» Task description
In the data below, edit the stretch from the line containing "Ground helmet strap." through the line containing "441 253 495 356" by changing "Ground" to "Locate" and keeping everything else the same. Return only those lines.

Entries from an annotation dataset

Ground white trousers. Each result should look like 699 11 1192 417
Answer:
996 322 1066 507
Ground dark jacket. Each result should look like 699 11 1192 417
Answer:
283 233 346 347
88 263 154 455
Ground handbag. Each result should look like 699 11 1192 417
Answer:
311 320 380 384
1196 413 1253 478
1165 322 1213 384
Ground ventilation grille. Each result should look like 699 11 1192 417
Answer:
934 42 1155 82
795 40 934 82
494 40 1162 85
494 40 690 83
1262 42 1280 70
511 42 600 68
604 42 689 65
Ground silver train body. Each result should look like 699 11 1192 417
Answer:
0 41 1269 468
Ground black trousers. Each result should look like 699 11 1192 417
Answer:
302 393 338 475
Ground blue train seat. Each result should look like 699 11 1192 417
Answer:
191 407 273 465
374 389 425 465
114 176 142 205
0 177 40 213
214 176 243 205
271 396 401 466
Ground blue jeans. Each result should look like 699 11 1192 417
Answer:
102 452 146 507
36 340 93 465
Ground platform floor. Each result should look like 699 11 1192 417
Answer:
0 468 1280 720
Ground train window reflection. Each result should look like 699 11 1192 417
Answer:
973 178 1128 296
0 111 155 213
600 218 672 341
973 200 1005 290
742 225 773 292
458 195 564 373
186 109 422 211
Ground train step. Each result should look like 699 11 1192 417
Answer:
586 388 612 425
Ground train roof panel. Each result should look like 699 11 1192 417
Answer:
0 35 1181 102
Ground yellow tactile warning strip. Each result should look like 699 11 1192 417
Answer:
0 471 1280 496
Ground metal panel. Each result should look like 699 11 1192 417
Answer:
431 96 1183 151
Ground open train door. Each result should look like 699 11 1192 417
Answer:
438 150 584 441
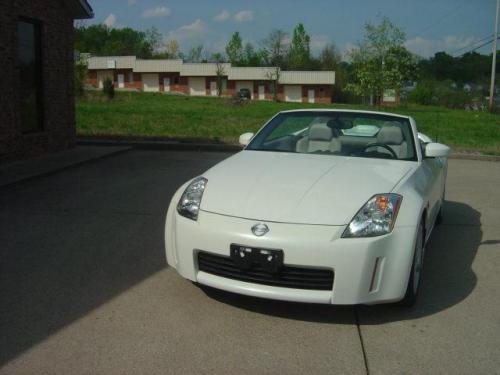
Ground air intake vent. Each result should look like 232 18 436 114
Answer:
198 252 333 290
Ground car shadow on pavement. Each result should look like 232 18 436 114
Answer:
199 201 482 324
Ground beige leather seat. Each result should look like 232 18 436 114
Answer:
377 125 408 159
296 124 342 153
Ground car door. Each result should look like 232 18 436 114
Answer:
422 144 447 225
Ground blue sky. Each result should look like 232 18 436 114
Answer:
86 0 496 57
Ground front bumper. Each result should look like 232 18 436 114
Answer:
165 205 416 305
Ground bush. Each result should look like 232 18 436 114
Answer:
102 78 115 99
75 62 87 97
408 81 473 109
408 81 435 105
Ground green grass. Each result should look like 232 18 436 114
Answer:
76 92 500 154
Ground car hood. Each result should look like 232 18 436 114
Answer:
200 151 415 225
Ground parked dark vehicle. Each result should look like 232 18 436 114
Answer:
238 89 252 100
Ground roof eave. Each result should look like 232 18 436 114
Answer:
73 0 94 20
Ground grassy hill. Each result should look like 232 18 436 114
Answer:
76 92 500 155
---
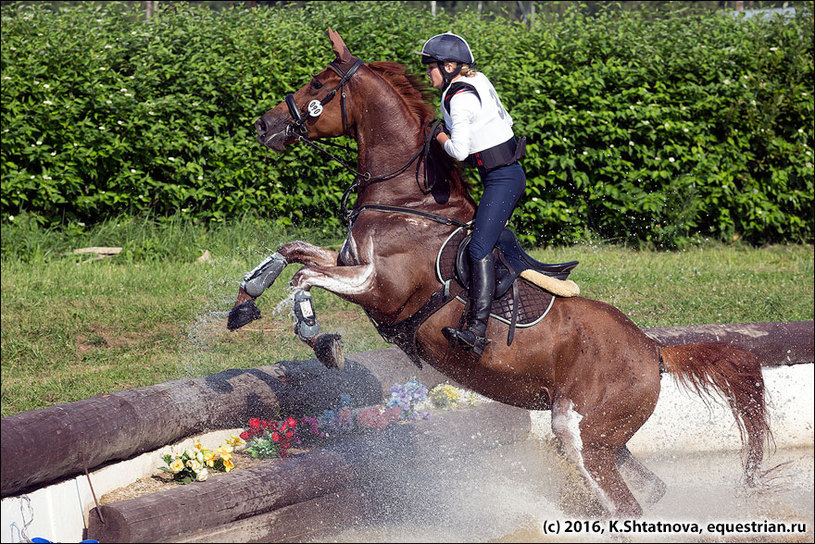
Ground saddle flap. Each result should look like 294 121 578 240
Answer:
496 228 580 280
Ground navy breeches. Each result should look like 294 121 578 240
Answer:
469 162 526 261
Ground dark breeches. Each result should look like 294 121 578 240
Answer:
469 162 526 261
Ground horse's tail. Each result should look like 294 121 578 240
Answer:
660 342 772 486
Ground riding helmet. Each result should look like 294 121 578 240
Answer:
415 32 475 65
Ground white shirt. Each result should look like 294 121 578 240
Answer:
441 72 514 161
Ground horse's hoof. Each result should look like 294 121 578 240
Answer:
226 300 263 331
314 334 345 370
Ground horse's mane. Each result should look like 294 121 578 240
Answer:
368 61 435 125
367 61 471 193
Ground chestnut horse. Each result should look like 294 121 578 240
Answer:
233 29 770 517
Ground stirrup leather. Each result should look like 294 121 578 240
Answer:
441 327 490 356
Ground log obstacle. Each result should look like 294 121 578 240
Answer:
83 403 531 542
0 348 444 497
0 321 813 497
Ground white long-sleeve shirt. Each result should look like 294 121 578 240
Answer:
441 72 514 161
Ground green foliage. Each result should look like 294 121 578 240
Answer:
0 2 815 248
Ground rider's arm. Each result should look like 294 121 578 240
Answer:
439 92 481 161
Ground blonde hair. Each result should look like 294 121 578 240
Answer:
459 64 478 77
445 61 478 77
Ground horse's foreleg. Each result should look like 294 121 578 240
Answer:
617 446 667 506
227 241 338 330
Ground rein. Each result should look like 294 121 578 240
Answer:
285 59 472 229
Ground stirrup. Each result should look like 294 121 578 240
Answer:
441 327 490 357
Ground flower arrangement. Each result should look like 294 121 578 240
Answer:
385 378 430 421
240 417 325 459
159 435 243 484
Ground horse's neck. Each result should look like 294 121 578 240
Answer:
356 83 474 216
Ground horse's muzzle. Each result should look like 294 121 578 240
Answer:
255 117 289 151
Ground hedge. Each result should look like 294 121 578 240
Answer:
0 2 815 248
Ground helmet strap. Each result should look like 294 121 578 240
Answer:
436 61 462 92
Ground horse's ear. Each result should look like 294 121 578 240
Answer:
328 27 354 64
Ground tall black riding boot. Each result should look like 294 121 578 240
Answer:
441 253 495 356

» Output of the task
Locate helmet strap. Each result should look like 294 121 578 240
Answer:
436 61 462 92
Locate horse's ear. Each result should look like 294 121 578 240
Answer:
328 27 354 64
Locate tall black riding boot. Each result should look like 294 121 578 240
Answer:
441 253 495 356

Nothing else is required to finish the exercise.